TASK REQUIREMENTS – Begin at the line that contains "Could you please mark the wooden" and reproduce every line through the end of the material, requests included. In the answers, multiply each coordinate by 1.9 and round to a whole number, with halves rounded up.

Dataset records on object locations
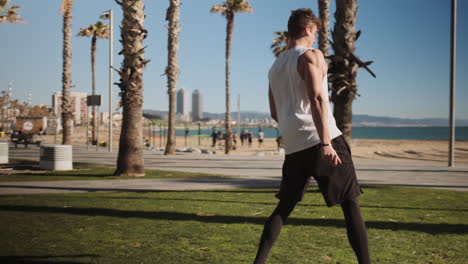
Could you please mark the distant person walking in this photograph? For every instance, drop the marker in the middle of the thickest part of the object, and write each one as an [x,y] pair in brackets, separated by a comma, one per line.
[249,138]
[214,136]
[242,137]
[314,146]
[261,136]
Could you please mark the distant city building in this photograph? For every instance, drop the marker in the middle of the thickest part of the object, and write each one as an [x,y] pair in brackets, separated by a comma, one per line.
[197,105]
[183,111]
[79,106]
[183,102]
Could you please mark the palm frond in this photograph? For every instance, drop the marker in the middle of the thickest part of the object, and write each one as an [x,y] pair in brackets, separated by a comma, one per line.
[66,4]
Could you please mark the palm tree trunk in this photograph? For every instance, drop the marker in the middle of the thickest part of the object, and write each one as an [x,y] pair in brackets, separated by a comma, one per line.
[229,29]
[324,13]
[172,70]
[344,38]
[130,158]
[67,114]
[93,69]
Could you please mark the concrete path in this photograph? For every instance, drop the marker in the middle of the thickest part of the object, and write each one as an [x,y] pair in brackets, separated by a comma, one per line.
[253,171]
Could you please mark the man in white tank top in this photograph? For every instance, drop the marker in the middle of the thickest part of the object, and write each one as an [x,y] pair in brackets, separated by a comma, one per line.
[314,146]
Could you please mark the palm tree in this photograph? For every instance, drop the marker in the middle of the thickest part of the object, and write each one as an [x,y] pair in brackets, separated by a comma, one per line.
[172,70]
[344,64]
[67,114]
[98,30]
[228,9]
[11,15]
[280,43]
[130,157]
[324,13]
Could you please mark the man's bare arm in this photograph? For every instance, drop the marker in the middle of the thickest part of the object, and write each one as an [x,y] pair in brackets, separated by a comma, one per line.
[310,69]
[271,100]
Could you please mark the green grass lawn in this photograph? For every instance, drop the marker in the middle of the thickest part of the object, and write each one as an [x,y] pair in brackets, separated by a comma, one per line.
[405,225]
[87,172]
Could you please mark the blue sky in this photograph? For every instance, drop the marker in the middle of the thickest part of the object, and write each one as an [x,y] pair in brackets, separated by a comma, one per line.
[409,41]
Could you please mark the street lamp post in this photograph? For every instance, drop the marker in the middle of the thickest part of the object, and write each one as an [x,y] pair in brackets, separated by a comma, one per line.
[453,54]
[109,15]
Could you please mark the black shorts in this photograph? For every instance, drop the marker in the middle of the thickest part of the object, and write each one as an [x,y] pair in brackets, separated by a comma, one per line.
[336,184]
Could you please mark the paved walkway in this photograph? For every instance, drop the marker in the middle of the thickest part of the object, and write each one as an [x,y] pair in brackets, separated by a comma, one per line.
[253,171]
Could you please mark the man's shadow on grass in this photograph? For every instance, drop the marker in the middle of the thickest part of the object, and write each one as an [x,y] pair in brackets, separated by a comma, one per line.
[434,229]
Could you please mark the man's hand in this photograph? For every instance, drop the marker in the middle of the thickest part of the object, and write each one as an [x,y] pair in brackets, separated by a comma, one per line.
[329,154]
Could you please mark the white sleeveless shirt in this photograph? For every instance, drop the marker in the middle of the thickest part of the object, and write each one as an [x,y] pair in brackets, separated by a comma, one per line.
[293,105]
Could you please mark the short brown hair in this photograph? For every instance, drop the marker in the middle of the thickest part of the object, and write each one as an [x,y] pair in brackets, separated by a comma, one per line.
[299,20]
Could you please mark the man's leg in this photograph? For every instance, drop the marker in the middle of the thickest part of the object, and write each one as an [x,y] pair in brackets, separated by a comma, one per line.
[272,229]
[356,230]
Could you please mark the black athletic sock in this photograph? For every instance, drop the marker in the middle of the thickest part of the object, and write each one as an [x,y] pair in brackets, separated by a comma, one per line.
[272,229]
[356,230]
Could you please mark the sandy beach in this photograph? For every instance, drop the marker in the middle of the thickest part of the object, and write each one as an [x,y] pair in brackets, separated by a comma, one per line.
[381,149]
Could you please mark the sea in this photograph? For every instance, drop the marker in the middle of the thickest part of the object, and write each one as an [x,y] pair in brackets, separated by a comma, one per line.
[422,133]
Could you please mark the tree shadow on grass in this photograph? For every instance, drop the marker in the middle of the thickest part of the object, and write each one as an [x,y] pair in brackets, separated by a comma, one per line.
[430,228]
[276,202]
[46,259]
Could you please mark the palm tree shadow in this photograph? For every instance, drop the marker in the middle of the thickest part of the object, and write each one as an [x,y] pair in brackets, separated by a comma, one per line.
[430,228]
[45,259]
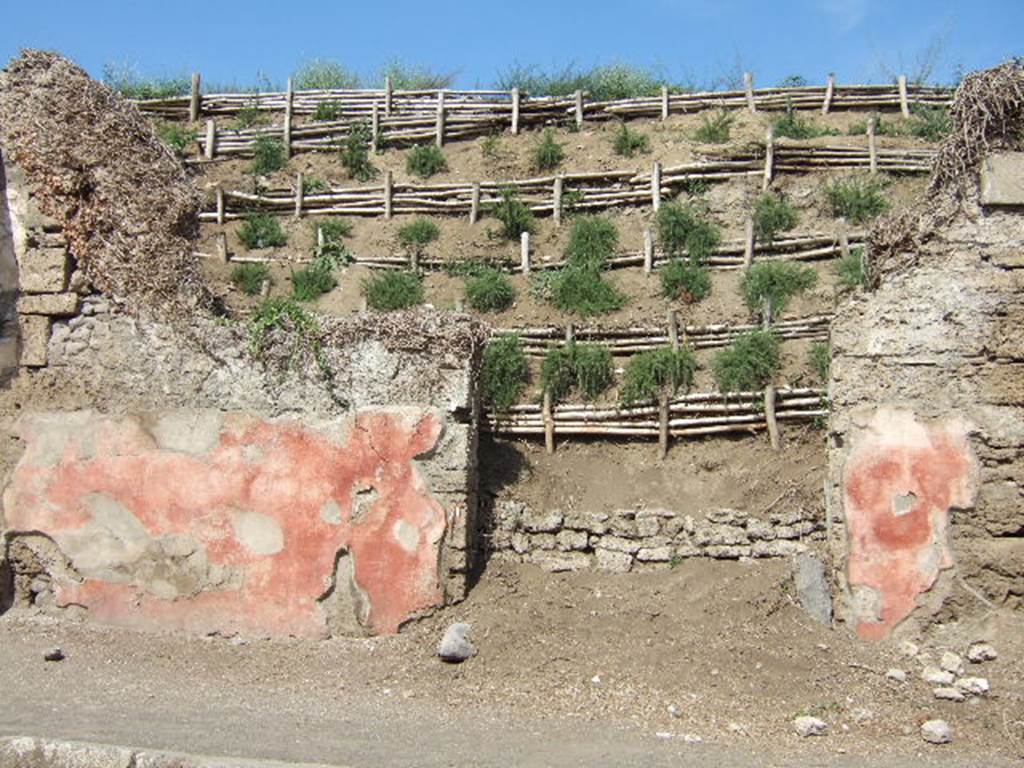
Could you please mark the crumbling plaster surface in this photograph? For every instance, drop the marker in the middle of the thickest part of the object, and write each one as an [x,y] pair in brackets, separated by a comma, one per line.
[928,397]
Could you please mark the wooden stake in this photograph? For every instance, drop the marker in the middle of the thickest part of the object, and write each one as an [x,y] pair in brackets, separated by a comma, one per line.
[549,424]
[829,89]
[474,203]
[749,87]
[769,157]
[904,103]
[871,148]
[196,99]
[375,129]
[211,138]
[220,204]
[299,195]
[749,244]
[663,424]
[289,104]
[770,416]
[655,185]
[648,251]
[557,201]
[439,128]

RESPONSE TO THIS EXERCISE –
Could you please mark the wooden stake in this photograph? For every instance, drop the marker in the middle of the thickest part of the object, and write each one as an [x,y] pair in brackets, separated by a comma, one per line.
[1043,806]
[1575,169]
[901,386]
[1423,165]
[1461,298]
[1718,196]
[1655,281]
[372,188]
[713,245]
[401,262]
[418,388]
[568,371]
[1423,464]
[1260,806]
[549,198]
[1463,790]
[1245,352]
[1231,477]
[1058,382]
[834,243]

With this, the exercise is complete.